(Point annotation records)
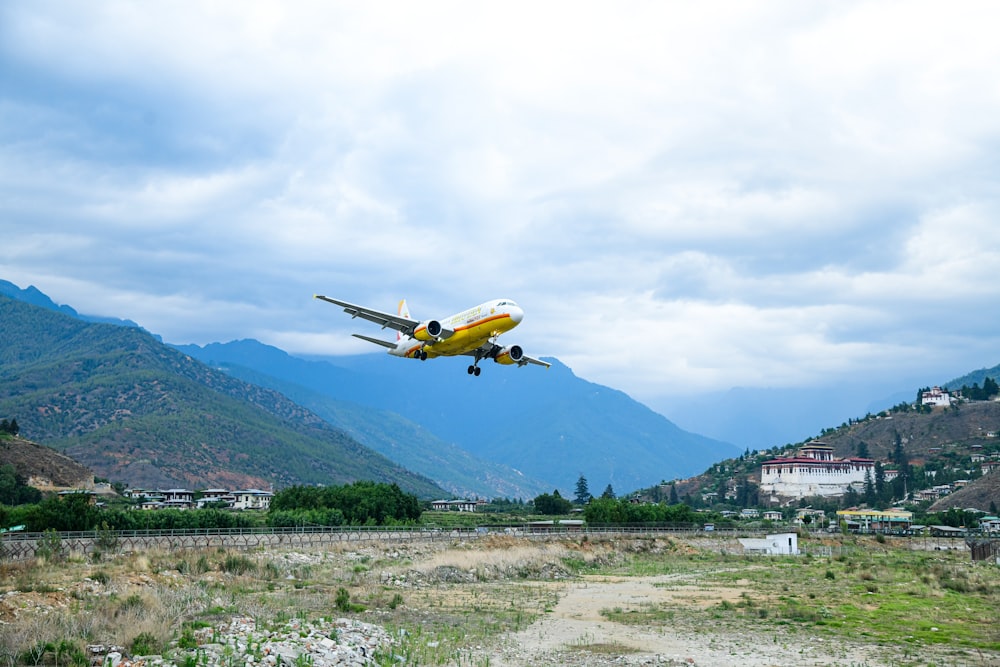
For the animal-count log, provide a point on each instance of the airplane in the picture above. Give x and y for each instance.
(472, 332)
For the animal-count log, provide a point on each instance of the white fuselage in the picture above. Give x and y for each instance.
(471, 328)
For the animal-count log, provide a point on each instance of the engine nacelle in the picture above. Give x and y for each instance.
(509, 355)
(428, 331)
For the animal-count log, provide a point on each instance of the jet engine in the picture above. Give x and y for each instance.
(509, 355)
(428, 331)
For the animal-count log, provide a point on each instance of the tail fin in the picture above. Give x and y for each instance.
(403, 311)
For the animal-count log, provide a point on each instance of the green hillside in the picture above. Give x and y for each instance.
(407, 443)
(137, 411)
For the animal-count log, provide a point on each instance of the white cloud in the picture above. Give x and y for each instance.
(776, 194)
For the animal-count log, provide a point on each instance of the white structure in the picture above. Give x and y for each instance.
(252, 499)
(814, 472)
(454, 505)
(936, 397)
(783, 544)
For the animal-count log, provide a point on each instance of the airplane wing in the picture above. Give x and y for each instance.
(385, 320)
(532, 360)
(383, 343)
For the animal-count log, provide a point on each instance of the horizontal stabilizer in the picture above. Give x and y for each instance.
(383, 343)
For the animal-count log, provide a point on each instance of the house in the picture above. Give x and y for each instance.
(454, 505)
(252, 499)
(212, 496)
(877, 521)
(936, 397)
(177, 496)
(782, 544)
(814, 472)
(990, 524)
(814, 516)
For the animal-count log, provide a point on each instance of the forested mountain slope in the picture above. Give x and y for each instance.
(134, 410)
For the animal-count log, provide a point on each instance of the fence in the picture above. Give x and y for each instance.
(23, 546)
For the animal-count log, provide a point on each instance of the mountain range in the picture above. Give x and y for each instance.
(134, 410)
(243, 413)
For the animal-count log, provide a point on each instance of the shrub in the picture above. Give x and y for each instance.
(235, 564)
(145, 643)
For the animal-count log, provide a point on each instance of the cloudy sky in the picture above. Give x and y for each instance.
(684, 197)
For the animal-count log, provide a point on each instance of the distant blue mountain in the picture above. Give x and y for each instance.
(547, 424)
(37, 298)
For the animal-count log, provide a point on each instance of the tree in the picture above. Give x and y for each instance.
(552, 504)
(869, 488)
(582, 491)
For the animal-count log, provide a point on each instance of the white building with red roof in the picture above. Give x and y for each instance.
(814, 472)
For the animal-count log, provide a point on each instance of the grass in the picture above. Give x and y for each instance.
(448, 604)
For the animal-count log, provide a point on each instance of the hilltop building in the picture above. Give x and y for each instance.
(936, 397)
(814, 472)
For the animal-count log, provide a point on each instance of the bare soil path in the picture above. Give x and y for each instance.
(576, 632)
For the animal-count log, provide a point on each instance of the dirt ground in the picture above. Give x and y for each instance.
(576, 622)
==
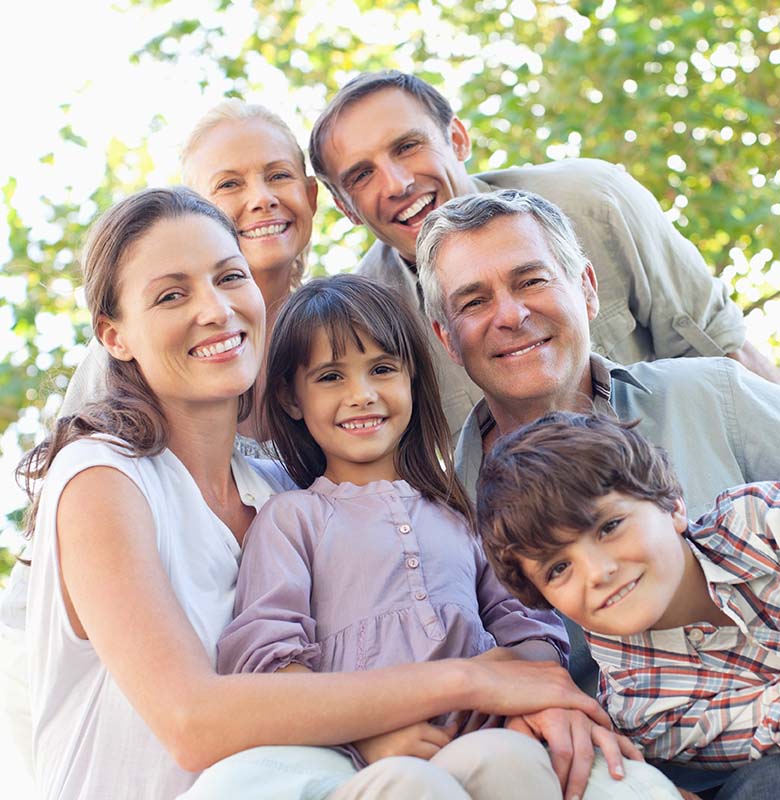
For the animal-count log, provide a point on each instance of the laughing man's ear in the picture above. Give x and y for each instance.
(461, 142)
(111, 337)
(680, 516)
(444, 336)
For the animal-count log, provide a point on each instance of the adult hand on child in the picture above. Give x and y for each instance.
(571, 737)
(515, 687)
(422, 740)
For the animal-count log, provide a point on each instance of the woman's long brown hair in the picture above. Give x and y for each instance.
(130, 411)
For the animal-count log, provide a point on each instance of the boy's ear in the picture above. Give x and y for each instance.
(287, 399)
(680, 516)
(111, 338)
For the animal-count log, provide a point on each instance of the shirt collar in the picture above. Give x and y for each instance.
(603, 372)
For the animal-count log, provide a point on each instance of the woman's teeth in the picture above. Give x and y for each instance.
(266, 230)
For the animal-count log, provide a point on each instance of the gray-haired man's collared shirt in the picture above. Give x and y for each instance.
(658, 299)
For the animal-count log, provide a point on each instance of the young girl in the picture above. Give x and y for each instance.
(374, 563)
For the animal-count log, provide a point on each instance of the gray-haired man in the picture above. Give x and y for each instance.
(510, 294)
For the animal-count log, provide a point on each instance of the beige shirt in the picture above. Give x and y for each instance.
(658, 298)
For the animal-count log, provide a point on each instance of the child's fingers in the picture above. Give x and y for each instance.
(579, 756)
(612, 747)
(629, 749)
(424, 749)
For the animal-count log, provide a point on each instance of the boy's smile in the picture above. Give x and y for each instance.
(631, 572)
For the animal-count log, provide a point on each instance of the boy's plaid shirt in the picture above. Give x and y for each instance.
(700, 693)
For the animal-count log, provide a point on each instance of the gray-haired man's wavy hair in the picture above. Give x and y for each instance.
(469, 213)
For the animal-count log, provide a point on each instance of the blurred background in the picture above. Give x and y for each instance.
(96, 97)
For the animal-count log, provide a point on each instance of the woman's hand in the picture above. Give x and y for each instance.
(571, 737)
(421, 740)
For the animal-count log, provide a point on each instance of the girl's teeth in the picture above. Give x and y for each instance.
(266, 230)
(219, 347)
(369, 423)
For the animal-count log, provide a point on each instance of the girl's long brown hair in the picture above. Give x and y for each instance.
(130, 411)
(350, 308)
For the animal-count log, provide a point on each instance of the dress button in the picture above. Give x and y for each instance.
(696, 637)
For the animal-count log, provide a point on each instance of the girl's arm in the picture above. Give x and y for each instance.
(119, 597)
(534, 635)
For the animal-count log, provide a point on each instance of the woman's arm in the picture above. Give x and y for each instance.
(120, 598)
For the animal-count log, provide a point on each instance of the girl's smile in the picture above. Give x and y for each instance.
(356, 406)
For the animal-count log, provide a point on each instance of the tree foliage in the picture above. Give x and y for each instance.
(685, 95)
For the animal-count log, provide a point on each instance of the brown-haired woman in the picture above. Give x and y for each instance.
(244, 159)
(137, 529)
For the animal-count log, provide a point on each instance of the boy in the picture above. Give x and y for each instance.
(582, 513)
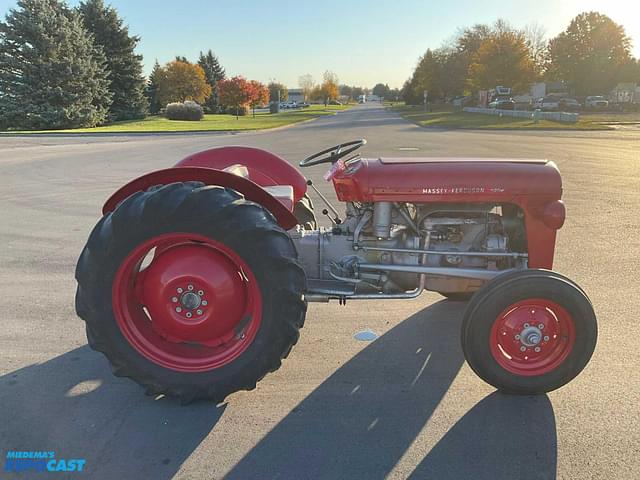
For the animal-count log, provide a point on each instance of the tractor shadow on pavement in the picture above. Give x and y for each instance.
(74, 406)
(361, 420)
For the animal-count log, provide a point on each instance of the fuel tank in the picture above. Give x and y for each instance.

Work to be completed - Display each of the lines above that contains the word "smile".

Answer below -
For the animal-count log, provide a point on each instance of the boy's smile in the picture above. Give x and y for each instance.
For the animal-count log, provide a point on each instance of the girl's smile in the picture above. Give x and y for each instance.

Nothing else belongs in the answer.